What to do
Copy all of the material word for word, except for the pictures.

::: Records for this exercise

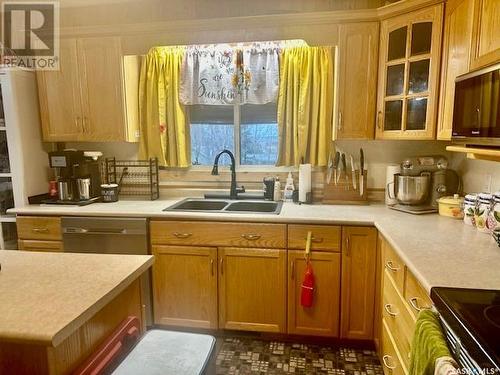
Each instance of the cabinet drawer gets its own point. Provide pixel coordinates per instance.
(218, 234)
(398, 318)
(324, 237)
(33, 245)
(415, 295)
(391, 361)
(394, 265)
(39, 228)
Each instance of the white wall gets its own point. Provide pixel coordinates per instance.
(477, 174)
(378, 154)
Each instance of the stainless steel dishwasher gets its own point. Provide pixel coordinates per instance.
(110, 236)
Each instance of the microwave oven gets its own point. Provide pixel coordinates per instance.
(476, 109)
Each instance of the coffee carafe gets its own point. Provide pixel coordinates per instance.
(78, 175)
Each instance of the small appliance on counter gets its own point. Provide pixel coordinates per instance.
(421, 182)
(78, 177)
(471, 322)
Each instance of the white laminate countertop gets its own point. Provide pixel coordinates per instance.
(438, 250)
(45, 297)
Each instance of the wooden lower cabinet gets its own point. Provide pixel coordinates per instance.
(252, 292)
(390, 356)
(322, 319)
(36, 245)
(359, 253)
(185, 286)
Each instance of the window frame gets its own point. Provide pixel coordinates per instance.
(237, 150)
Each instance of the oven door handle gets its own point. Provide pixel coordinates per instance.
(79, 230)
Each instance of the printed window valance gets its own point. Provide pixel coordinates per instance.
(225, 74)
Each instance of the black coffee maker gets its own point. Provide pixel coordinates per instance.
(78, 176)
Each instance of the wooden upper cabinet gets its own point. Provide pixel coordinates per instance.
(359, 254)
(456, 58)
(84, 100)
(100, 64)
(358, 58)
(323, 317)
(60, 98)
(486, 31)
(185, 286)
(409, 62)
(252, 289)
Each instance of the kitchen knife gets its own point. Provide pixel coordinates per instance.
(361, 171)
(329, 168)
(353, 175)
(335, 167)
(344, 168)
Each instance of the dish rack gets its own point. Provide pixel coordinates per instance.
(134, 177)
(343, 191)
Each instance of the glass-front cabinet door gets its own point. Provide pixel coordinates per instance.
(408, 75)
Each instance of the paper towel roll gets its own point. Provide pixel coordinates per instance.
(304, 181)
(391, 170)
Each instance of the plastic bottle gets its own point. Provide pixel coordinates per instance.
(277, 190)
(289, 188)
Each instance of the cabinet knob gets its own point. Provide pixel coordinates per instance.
(386, 359)
(388, 309)
(40, 230)
(251, 237)
(414, 304)
(390, 266)
(182, 235)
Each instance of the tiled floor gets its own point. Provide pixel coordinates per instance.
(243, 355)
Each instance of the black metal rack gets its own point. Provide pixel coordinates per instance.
(135, 177)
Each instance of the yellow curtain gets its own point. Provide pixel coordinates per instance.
(305, 105)
(164, 126)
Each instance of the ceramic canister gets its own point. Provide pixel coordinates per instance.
(470, 202)
(482, 213)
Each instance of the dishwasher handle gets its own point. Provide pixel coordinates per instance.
(79, 230)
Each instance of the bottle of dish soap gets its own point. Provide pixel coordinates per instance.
(289, 188)
(277, 190)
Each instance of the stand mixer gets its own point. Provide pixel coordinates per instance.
(422, 181)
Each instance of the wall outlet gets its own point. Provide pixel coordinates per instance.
(487, 183)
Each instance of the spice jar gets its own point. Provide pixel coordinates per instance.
(483, 224)
(494, 215)
(470, 202)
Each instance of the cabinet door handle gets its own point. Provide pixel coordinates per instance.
(85, 129)
(385, 359)
(414, 303)
(251, 237)
(390, 266)
(40, 230)
(388, 308)
(182, 235)
(315, 240)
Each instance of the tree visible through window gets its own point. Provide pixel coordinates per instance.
(249, 131)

::::::

Task response
Each instance of the cabinet drawer gets its own point. Provide pixel coordinates per instance.
(218, 234)
(398, 318)
(324, 237)
(33, 245)
(415, 295)
(391, 361)
(394, 265)
(39, 228)
Each instance of the white wall gets its own point. Provide pixel coordinates per instance.
(477, 174)
(378, 154)
Each instance of the stainless steel dishwasher gets its own point. Provide pixel coordinates per instance.
(110, 236)
Each instance of the microwave oven gets its own point. Provide pixel coordinates per instance.
(476, 109)
Each instance of the coffee carafe gets its own point. Provide pixel coordinates per instance.
(78, 175)
Each instance of the small appliance on counter gets its own point. Provide pixel coordinates per instance.
(421, 182)
(78, 177)
(471, 322)
Each instance of the white laminate countertop gets its own point. Provide pixel coordinates per instance.
(438, 250)
(45, 297)
Each instance of the wooden lower cabinet gets its own point. Provide pixel coordinates per instance.
(252, 292)
(390, 356)
(322, 319)
(36, 245)
(359, 253)
(185, 286)
Each instance of the window frame gets its own point. Provide pixel coordinates per instance.
(237, 150)
Each instance of the oven door handle gets its own point. Provide pixel coordinates per instance.
(79, 230)
Each instance of the printed window valance gets its own point. Provide pixel coordinates per instance.
(225, 74)
Each instance of the black coffee maker gets its own point. Provide pixel coordinates per instance.
(78, 176)
Each instance of the wooden upper cabinet gets its own point. Provide pixel coordinates per instance.
(359, 254)
(456, 58)
(84, 100)
(100, 64)
(358, 58)
(323, 317)
(60, 98)
(486, 31)
(185, 286)
(409, 62)
(252, 289)
Each instance of the kitchen knife gets its own point. Provide pixel coordinates per instance.
(361, 171)
(329, 168)
(353, 175)
(335, 167)
(344, 168)
Each instance of the dish rack gets its own point. Provide pixel coordinates per instance.
(134, 177)
(343, 191)
Each instance of the glass-front cabinet door gets its own point. Provide pixel coordinates per instance.
(408, 75)
Each instance of the paper towel roll gets its own point. Provide pixel coordinates per instance.
(304, 181)
(391, 170)
Each instance of the plastic bottle gets its own point. Provide pixel coordinates per instance.
(277, 190)
(289, 188)
Each instance of the cabinet knob gets its own point. Provide pixel coordinates per instance.
(386, 359)
(388, 309)
(40, 230)
(251, 237)
(414, 304)
(390, 266)
(182, 235)
Each instance of the tiled floor gets its own point. Provide pixel coordinates per instance.
(243, 355)
Each instance of the black metal rack gets its own point. Provide pixel coordinates per instance.
(135, 177)
Each instance of the yellow curtain gets its own point. Provide pixel coordinates per instance.
(305, 105)
(164, 126)
Each instance of the ceramic canister gets its own point. Provide pixel coordinates per instance.
(470, 202)
(482, 213)
Each instance of the dishwasher handle gets its own point. Provide pixel coordinates per instance.
(79, 230)
Each instance of the bottle of dish soap gets its own point. Provide pixel coordinates per instance.
(289, 188)
(277, 190)
Each instance of the stand mixer gets its own point. Provide pixel coordinates per instance.
(422, 181)
Each instance of the wall outlet gets its own point. Provide pixel coordinates per instance.
(487, 183)
Each instance of the spice jar gets its own point. Provide pixel coordinates per instance.
(483, 224)
(494, 215)
(470, 202)
Each instance of the cabinet door handle gets its own point. Provide pixel coordinates per instance.
(85, 129)
(385, 359)
(414, 303)
(251, 237)
(390, 266)
(40, 230)
(388, 308)
(182, 235)
(315, 240)
Each instance of the tree visible through window gets its own point. Provide pixel coordinates per instance.
(249, 131)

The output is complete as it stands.